Stated goal A:
Identify every line of the records that contains the string "TARGET" and copy each one.

━━━━━ Passage given

You'll notice that as the value of k increases, the probability of us landing in a given state approaches some finite value. For example:
For k = 1, there is a 50% chance we will eat tacos.
For k = 2, there is a 60% chance we will eat tacos.
For k = 3, there is a 58% chance we will eat tacos.
For k = 4, there is a 58.4% chance we will eat tacos.
We approach this same state even if we had eaten pizza yesterday – given x(0) = [1,0], x(5) = [0.583, 0.417], but given x(0) = [0,1], x(5) = [0.584, 0.416]. In other words, this system approaches a "steady state", where in the long run, our odds of eating pizzas versus tacos on a given day are two constant values. Not every Markov chain approaches a steady state[8], but ours does – how do we find out what it is?
We have two ways of finding that steady state. We can simply calculate what our final state vector will look like at some time in the far-off future, like x(0) • P1000. However, we can solve for an exact answer by calculating the eigenvector of our transition matrix P[9]. In either approach, you will arrive at a steady state of [0.583, 0.417][10].
Putting it all together
Let's return to our teams and their records. Previously, we calculated rx for each game, the odds that the home team would beat the away team on a neutral court given the point differential in that game. We can take these probabilities and convert them into a transition matrix to generate our rankings.
Borrowing from the analogy first deployed by Callaghan, Mucha, and Porter in proposing the application of this method to sports[11], imagine a room full of monkeys who randomly choose a game and determine whether or not the home team or the road team is better using rx. A transition matrix will not just reflect the odds of which team is better, but the odds of choosing a particular game as well. To generate our transition matrix, we sum up rx for games involving a particular team (let's say, Team X) by team. In the row of Team X, we place each team's sum of rx in each team's corresponding column (including Team X). Then, we divide all of the values in the row by the number of games Team X played.

━━━━━━━━━━
━━━━━ Records provided

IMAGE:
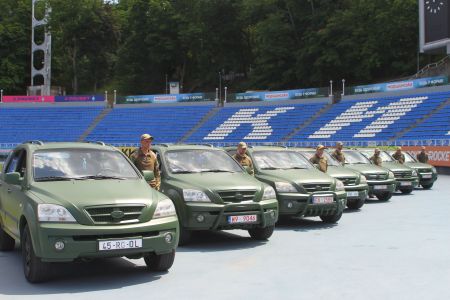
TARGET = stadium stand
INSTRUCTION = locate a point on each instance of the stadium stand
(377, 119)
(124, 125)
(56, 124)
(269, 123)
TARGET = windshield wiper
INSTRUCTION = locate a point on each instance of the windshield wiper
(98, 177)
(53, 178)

━━━━━━━━━━
━━━━━ Records provided

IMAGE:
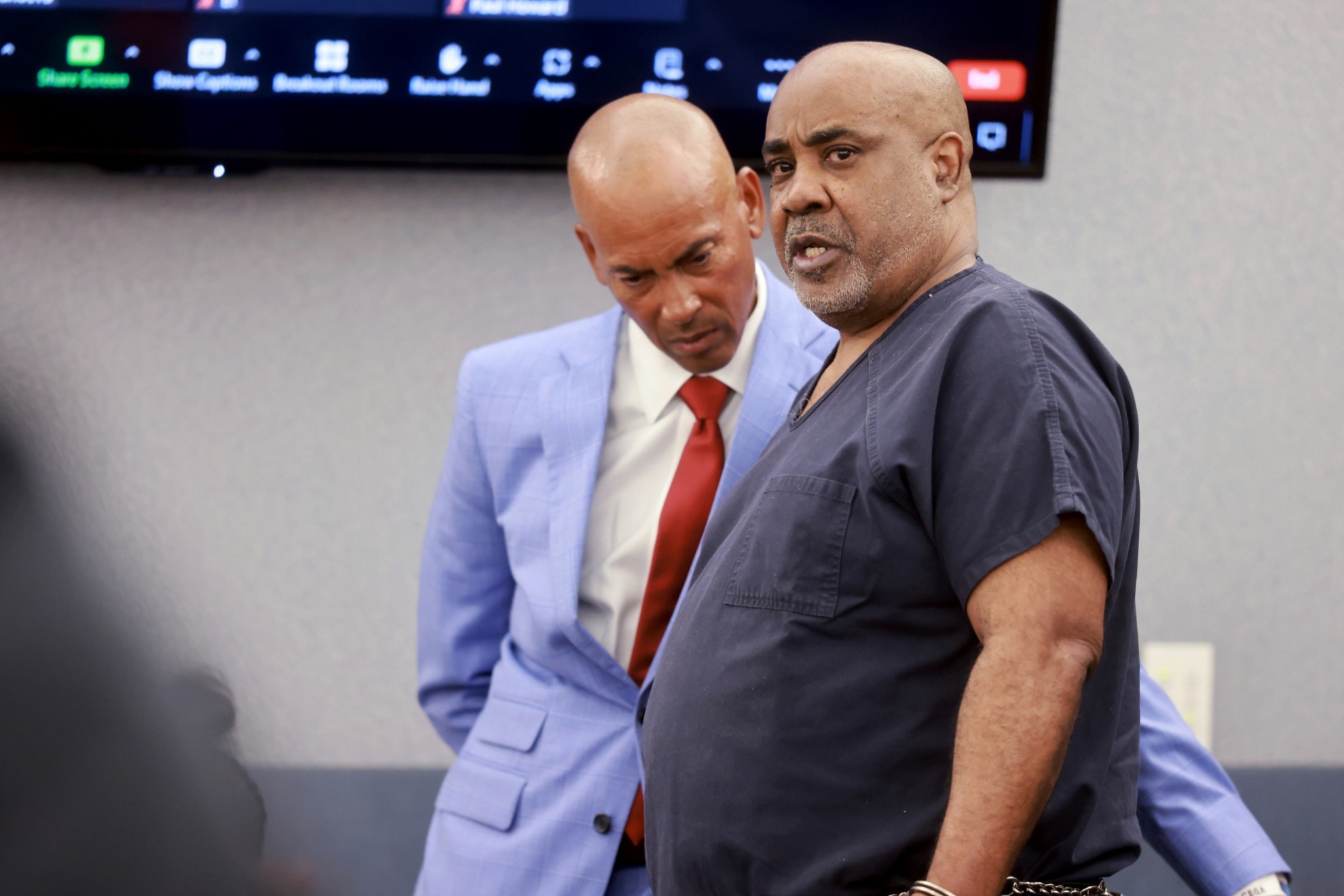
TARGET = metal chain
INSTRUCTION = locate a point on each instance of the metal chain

━━━━━━━━━━

Stated goal B:
In the passage on Markov chains, list each value of k it gives along with the chance of eating tacos stated for that value.

Solution A:
TARGET = stadium stand
TARGET = windshield wiper
TARGET = metal chain

Solution B:
k = 1: 50%
k = 2: 60%
k = 3: 58%
k = 4: 58.4%